▶ [Short task]
Pull out the lines of the listing below, from the line with "In this picture, where can the green grass" up to and including the line with "point(232, 511)", and copy them unchanged.

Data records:

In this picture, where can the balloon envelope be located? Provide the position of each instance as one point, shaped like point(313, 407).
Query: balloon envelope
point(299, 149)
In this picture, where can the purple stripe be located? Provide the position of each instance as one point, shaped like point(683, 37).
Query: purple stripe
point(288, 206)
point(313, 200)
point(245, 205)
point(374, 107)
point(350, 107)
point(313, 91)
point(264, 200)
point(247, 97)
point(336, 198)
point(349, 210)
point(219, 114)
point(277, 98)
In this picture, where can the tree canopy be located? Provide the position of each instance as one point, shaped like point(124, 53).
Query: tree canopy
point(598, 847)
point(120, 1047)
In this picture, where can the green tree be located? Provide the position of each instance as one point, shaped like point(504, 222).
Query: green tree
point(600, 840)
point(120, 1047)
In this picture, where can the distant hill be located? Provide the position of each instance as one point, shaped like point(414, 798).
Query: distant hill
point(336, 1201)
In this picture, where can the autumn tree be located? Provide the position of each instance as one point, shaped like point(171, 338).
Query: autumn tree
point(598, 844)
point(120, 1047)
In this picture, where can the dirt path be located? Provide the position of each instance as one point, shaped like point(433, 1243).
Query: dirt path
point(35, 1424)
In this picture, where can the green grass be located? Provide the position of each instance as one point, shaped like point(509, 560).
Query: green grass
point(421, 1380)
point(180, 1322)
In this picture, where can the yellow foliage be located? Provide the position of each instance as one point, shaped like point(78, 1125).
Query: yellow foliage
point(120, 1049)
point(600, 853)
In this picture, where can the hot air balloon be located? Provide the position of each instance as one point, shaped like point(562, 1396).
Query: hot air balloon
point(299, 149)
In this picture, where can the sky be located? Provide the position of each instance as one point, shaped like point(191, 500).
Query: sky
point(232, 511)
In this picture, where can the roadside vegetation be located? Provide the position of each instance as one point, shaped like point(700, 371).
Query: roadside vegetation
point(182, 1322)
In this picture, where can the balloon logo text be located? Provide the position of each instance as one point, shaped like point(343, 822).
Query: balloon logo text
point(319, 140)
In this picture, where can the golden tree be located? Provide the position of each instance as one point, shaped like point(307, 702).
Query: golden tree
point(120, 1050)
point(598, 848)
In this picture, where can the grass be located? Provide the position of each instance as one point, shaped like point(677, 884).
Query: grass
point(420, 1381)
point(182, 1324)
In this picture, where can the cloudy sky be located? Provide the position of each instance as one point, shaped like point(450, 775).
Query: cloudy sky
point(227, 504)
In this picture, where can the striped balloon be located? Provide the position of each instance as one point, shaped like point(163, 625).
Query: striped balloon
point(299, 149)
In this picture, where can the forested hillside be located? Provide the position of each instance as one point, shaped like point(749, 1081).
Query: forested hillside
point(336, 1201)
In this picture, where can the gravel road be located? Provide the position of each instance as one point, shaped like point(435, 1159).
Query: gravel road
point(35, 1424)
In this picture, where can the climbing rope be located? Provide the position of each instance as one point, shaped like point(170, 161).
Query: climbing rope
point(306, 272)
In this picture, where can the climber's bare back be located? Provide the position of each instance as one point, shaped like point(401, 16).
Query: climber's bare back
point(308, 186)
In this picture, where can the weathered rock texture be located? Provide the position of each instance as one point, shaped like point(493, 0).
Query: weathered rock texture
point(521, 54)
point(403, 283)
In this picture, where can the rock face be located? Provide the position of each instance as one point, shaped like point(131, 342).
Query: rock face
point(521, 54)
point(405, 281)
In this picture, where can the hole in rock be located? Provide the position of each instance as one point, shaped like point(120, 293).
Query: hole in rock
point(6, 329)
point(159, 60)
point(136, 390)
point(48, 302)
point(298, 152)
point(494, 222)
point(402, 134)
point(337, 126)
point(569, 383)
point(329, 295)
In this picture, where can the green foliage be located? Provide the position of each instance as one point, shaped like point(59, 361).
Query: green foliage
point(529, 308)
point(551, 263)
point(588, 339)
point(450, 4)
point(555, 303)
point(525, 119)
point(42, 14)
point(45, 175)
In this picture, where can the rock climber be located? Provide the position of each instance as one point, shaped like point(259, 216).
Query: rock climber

▶ [Full response]
In this picture, where can the green grass be located? Provide the position of each instance as one point, shaped like point(509, 560).
Query: green grass
point(421, 1380)
point(180, 1322)
In this picture, where can the yellow foliage be located? Provide the position of each instance as one point, shaped like point(78, 1125).
Query: yellow foliage
point(120, 1049)
point(600, 853)
In this picture, where can the hot air balloon be located? Provide the position of each instance as one point, shaped like point(562, 1396).
Query: hot air balloon
point(299, 149)
In this picture, where can the sky be located? Provide the position of each instance as one point, shaped like point(191, 500).
Query: sky
point(232, 511)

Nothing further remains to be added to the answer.